## Task details
Print the section of the Stormtalon forum thread below that runs from "# Is the new" to "Blood Angels army?", copying it word for word.

## Text passage
--------------------------------------------------

# Is the new Stormtalon allowed with Blood angels?



## Nightstrike2009 (May 6, 2012)

Hello I have just heard about the new flyers and I am starting a Blood Angels army, I was curious to know is the new Stormtalon allowed in play in Blood Angels army?

I know we have the Stormraven but would be nice to have both LOL


----------



## Tim/Steve (Jan 25, 2009)

Well I don't know what this Stormtalon is, but a Blood Angels army sounds like something from the wastes of chaos to me... or possibly a galaxy far far away.

Moved to General 40k


----------



## CPT Killjoy (Feb 15, 2012)

I really hope not. Don't take this the wrong way, but don't they have enough awesome units already? *rhetorical*


----------



## khrone forever (Dec 13, 2010)

no its not, only allowed from armys from the codex space marines, e.g ultra, salamanders, white scars, etc.


----------



## Farseer Darvaleth (Nov 15, 2009)

--------------------------------------------------

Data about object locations
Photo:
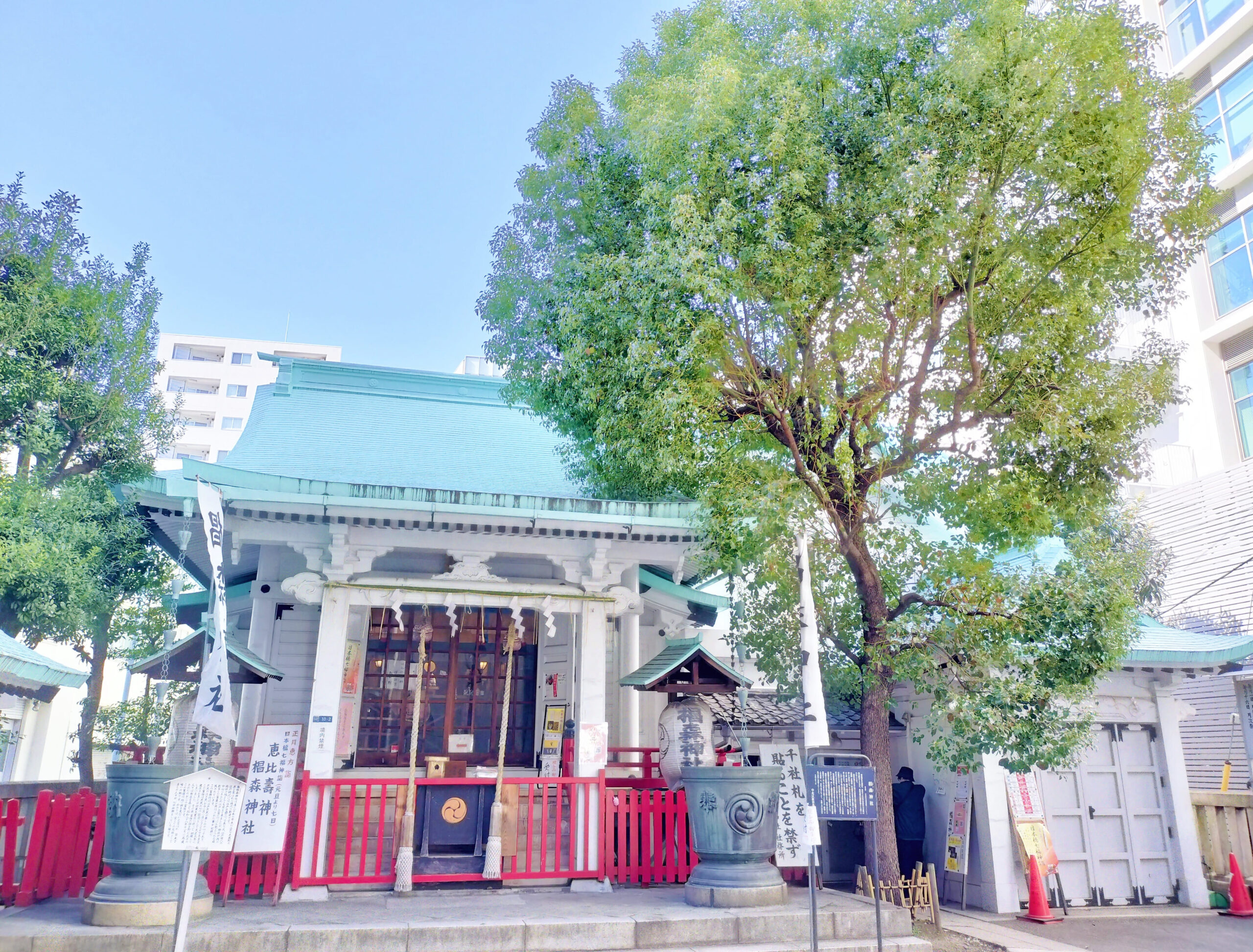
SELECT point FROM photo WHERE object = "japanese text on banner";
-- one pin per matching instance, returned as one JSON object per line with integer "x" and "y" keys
{"x": 213, "y": 708}
{"x": 791, "y": 847}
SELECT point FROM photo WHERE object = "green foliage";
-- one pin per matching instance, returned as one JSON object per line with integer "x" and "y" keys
{"x": 139, "y": 629}
{"x": 1008, "y": 651}
{"x": 78, "y": 350}
{"x": 860, "y": 266}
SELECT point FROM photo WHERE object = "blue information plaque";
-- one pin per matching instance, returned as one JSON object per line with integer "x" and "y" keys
{"x": 844, "y": 792}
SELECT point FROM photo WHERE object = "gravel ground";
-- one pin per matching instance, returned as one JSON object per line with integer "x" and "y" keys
{"x": 945, "y": 941}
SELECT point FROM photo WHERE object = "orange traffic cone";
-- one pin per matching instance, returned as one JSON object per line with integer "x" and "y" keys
{"x": 1038, "y": 904}
{"x": 1238, "y": 893}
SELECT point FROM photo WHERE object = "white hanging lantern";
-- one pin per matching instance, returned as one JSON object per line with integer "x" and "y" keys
{"x": 685, "y": 736}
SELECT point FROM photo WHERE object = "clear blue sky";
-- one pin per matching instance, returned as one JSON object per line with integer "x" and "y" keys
{"x": 343, "y": 162}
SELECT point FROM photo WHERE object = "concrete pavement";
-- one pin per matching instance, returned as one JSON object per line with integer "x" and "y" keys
{"x": 1167, "y": 929}
{"x": 482, "y": 921}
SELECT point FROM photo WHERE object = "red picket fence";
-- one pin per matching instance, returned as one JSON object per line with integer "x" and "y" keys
{"x": 626, "y": 830}
{"x": 354, "y": 828}
{"x": 647, "y": 839}
{"x": 251, "y": 876}
{"x": 10, "y": 825}
{"x": 66, "y": 851}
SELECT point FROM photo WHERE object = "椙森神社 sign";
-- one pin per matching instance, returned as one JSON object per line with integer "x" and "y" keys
{"x": 202, "y": 812}
{"x": 267, "y": 799}
{"x": 791, "y": 847}
{"x": 213, "y": 707}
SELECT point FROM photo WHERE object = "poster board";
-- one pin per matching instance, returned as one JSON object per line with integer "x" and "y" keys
{"x": 267, "y": 803}
{"x": 202, "y": 811}
{"x": 1245, "y": 708}
{"x": 1034, "y": 839}
{"x": 791, "y": 839}
{"x": 1024, "y": 793}
{"x": 1026, "y": 812}
{"x": 593, "y": 745}
{"x": 956, "y": 857}
{"x": 844, "y": 792}
{"x": 554, "y": 727}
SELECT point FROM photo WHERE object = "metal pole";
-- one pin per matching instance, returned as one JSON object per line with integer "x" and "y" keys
{"x": 191, "y": 860}
{"x": 874, "y": 856}
{"x": 813, "y": 905}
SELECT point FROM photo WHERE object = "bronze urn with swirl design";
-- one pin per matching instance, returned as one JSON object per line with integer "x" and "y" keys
{"x": 733, "y": 817}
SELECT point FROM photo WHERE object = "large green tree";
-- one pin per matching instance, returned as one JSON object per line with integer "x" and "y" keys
{"x": 873, "y": 251}
{"x": 79, "y": 411}
{"x": 78, "y": 350}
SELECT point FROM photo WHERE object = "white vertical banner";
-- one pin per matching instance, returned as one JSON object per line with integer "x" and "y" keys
{"x": 213, "y": 698}
{"x": 1245, "y": 708}
{"x": 792, "y": 847}
{"x": 816, "y": 732}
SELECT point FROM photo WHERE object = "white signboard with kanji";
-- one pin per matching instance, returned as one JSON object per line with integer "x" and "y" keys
{"x": 958, "y": 836}
{"x": 202, "y": 811}
{"x": 1025, "y": 801}
{"x": 792, "y": 831}
{"x": 269, "y": 793}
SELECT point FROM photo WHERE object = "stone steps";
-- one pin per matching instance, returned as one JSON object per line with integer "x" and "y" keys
{"x": 524, "y": 921}
{"x": 847, "y": 945}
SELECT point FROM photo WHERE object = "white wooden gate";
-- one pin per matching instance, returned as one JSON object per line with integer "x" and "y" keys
{"x": 1109, "y": 822}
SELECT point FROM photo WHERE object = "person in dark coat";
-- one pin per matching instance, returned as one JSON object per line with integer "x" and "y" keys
{"x": 911, "y": 821}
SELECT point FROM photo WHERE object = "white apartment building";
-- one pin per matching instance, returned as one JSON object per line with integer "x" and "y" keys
{"x": 1209, "y": 43}
{"x": 217, "y": 379}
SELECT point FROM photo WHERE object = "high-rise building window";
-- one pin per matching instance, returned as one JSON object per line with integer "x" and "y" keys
{"x": 1227, "y": 114}
{"x": 1191, "y": 22}
{"x": 1242, "y": 392}
{"x": 1230, "y": 266}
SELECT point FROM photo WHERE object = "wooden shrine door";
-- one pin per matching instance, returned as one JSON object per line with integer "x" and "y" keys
{"x": 463, "y": 688}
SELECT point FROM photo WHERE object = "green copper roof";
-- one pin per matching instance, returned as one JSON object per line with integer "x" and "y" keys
{"x": 345, "y": 423}
{"x": 187, "y": 652}
{"x": 1162, "y": 644}
{"x": 25, "y": 668}
{"x": 682, "y": 591}
{"x": 348, "y": 435}
{"x": 673, "y": 656}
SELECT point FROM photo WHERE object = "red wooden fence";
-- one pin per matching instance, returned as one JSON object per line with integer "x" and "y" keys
{"x": 352, "y": 827}
{"x": 626, "y": 830}
{"x": 10, "y": 823}
{"x": 66, "y": 851}
{"x": 647, "y": 839}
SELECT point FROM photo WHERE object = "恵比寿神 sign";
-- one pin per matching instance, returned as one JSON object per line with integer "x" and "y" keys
{"x": 958, "y": 836}
{"x": 269, "y": 790}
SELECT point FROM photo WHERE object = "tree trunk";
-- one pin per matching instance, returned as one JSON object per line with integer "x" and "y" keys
{"x": 876, "y": 692}
{"x": 876, "y": 745}
{"x": 94, "y": 688}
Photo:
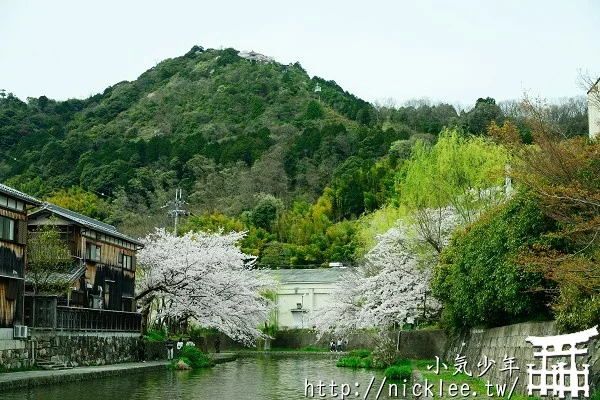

--------------------------------------------------

## Output for this exercise
# Is the new Stormtalon allowed with Blood angels?



## Nightstrike2009 (May 6, 2012)

Hello I have just heard about the new flyers and I am starting a Blood Angels army, I was curious to know is the new Stormtalon allowed in play in Blood Angels army?